## THE DATA
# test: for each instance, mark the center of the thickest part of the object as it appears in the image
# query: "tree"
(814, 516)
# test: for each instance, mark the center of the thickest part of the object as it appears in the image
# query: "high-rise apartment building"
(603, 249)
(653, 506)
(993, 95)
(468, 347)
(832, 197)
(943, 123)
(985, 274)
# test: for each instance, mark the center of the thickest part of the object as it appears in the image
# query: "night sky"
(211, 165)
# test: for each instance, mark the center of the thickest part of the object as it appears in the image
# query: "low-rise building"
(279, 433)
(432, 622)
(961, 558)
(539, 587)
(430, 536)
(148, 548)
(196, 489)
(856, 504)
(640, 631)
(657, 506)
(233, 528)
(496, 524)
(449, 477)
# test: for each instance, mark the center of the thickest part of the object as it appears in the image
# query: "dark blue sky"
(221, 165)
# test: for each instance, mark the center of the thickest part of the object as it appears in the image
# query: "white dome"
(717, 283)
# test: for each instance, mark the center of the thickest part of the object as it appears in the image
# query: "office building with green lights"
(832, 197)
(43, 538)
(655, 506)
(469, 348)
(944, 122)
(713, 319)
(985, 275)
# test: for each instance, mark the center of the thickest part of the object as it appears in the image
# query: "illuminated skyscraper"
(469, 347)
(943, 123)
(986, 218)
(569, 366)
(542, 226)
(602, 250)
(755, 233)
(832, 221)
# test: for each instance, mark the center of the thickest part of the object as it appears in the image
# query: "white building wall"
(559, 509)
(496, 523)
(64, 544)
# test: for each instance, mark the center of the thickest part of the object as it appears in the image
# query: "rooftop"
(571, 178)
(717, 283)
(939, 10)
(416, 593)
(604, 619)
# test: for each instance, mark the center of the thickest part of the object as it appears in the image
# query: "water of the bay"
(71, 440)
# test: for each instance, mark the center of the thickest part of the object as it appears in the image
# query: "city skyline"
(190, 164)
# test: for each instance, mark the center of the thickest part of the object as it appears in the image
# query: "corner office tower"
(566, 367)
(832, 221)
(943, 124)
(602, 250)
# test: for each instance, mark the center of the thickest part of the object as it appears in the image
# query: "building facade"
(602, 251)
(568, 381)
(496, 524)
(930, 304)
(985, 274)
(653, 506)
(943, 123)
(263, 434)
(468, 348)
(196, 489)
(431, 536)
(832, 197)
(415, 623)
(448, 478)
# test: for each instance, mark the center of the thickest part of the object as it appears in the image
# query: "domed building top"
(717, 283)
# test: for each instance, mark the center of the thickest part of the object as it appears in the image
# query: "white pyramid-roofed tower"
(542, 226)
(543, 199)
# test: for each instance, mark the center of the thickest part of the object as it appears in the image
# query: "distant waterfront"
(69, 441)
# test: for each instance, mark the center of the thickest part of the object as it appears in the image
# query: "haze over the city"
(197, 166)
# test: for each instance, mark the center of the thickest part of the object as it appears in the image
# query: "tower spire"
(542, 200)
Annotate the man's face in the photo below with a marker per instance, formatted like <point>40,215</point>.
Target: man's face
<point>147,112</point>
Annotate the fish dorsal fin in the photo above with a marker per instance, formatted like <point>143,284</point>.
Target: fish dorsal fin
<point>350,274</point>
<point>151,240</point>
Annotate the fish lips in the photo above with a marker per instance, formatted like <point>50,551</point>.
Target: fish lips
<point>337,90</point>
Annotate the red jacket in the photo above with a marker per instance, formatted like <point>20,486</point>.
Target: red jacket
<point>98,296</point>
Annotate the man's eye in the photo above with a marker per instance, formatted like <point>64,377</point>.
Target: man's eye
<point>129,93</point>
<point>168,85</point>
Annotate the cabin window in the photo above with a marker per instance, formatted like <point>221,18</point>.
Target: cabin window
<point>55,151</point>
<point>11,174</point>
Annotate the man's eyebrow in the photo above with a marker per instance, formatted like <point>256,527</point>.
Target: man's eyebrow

## WORK ITEM
Across the data, pull every line containing the string "eyebrow".

## RESPONSE
Annotate the man's eyebrow in the photo above with a marker per instance, formatted like <point>256,527</point>.
Target: man's eyebrow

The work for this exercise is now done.